- Alıştırma -
Aşağıdaki tüm satırları yeniden yazın; "place a marker on" ifadesini "point to" ile değiştirin, başka hiçbir şeye dokunmayın.
----------
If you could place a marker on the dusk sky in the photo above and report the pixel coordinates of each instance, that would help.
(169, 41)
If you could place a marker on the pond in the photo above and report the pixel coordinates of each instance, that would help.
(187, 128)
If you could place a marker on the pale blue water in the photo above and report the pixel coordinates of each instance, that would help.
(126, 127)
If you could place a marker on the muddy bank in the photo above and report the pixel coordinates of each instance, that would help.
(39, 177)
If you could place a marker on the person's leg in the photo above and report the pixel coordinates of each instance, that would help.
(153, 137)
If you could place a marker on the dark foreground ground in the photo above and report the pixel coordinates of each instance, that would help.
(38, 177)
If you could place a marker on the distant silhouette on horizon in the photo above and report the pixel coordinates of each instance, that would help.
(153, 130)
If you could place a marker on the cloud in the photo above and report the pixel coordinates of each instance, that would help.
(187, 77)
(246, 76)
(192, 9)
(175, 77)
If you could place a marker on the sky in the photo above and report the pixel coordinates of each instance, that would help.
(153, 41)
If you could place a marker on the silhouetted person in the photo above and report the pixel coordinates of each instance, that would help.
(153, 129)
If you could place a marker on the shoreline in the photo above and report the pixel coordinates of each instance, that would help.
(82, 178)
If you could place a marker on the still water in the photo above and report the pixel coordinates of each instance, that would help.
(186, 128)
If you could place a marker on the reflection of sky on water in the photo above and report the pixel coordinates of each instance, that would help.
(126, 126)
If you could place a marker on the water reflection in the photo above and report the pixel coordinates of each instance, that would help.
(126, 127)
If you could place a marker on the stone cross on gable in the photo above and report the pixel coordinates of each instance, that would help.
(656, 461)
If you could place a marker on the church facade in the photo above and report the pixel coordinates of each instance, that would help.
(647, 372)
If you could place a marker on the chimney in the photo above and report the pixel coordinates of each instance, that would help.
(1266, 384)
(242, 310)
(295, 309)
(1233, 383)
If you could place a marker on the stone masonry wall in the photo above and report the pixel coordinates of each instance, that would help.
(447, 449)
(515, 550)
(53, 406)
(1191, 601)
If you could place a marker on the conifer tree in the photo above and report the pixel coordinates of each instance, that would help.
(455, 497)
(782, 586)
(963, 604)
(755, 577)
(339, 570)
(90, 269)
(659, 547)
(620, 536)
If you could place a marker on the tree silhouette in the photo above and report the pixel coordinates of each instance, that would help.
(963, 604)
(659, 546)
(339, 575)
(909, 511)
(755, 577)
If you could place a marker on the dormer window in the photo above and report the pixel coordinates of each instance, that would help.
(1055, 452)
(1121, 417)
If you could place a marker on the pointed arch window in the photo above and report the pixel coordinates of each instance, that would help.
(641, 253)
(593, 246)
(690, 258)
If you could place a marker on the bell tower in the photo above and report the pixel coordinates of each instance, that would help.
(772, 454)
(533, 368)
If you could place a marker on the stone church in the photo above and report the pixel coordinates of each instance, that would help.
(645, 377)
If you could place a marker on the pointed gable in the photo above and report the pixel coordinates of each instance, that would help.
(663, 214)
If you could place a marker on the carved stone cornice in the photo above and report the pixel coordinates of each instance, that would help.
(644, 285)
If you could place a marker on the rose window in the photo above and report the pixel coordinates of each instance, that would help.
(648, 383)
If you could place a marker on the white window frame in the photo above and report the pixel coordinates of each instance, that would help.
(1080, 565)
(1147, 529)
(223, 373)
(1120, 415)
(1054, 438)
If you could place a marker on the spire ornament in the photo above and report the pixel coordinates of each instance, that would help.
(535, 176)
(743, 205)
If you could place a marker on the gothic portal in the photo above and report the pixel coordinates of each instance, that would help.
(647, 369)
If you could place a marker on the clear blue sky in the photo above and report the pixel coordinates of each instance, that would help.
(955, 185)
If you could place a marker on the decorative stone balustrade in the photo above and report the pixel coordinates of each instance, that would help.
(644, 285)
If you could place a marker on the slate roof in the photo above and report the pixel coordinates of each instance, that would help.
----------
- Görevin Cevabı -
If you could point to the dusk sky in the photo above and report the pixel coordinates of each instance, that would help.
(169, 41)
If you could point to the pond in the photo above and report the pixel coordinates of each instance, that would help.
(187, 128)
If you could point to the pale blue water in the photo above and report the pixel coordinates of each instance, that would help.
(126, 127)
If you could point to the muddy bank in the photo above and report the pixel coordinates of each instance, that would help.
(39, 177)
If you could point to the person's leg in the photo above and report the pixel coordinates of each instance, that would help.
(153, 137)
If you could point to the dark foreground ground in the photo above and report the pixel coordinates of each instance, that would help.
(38, 177)
If you could point to the distant silhouette on horizon in the photo above and report the pixel coordinates of each instance, that would help.
(153, 130)
If you could point to the cloud in the photo above and report the pixel coordinates of each instance, that would help.
(187, 77)
(246, 76)
(192, 9)
(175, 77)
If you could point to the sky in the photo above and report the pixel coordinates of each instance, that would help.
(153, 41)
If you could point to the silhouetted person in the photo above and report the pixel coordinates of each instance, that would help.
(153, 129)
If you could point to the shoreline in the photo above and report the pixel coordinates of each instance, that would help.
(82, 178)
If you could point to the still water in the photo above and report the pixel coordinates of each instance, that would help.
(186, 128)
If you could point to the reflection of sky on water in the photo above and report the pixel coordinates of each instance, that would help.
(126, 126)
If you could point to the water reflection in the photo above and report the pixel coordinates of each instance, that would help.
(126, 127)
If you could point to the stone cross on gable in the photo above and report the pixel coordinates of each instance, that would help.
(656, 461)
If you could point to the church facade in the photo above and report the pixel coordinates of each instance, that would help.
(647, 372)
If you could point to the chimney in the photo above and report the pixel coordinates of each instance, that would help.
(1266, 384)
(242, 310)
(295, 309)
(1233, 383)
If you could point to the stone masonry wall in the photo above and report the pixel coordinates of each instance, that would help.
(447, 449)
(515, 550)
(53, 406)
(1191, 601)
If you could point to the conifer tree in the photo above and report the pixel coordinates of each instance, that would help.
(455, 497)
(782, 586)
(963, 604)
(755, 577)
(339, 570)
(90, 269)
(659, 547)
(620, 536)
If you could point to the tree silhouette in the photo above and report the pixel coordinates of each instance, that would help.
(963, 604)
(659, 546)
(339, 575)
(909, 511)
(755, 577)
If you could point to the dormer window in the photo above and report the pixel coordinates of each instance, that would help.
(1055, 452)
(1121, 417)
If you could point to the pointed arch window in the photo above and report the pixel coordinates of each instance, that would help.
(641, 253)
(593, 246)
(690, 258)
If you could point to the bell tower in the photo above and report the pixel coordinates of each instance, that would help.
(772, 454)
(533, 368)
If you could point to the stone church in the photo above and report the pixel coordinates of each instance, that would help.
(645, 377)
If you could point to the pointed gable in the photo above and report the pixel coordinates of each instance, that would help.
(663, 214)
If you could point to the carved stone cornice in the photo above and report the pixel coordinates of each instance, that would help.
(644, 285)
If you could point to the rose window in the photo above and report the pixel coordinates of each instance, that would help.
(648, 383)
If you could point to the white window frame in the photo above and report the pixel coordinates of each instance, that would help.
(1080, 565)
(1147, 529)
(223, 373)
(1120, 415)
(1054, 438)
If you could point to the spire ornament in the photo above and report the pixel coordinates of each instance, that would help.
(535, 176)
(743, 205)
If you could point to the gothic portal in the photo above and report the pixel coordinates of each instance, that would help.
(647, 369)
If you could point to the clear blue sky in the photo above and report the pixel coordinates of each instance, that would help.
(955, 185)
If you could point to the decorative stone balustrade in the photo above and report the pixel coordinates of each instance, that would help.
(644, 285)
If you could point to the slate roof in the photo above and report the pixel coordinates of each instance, that would help.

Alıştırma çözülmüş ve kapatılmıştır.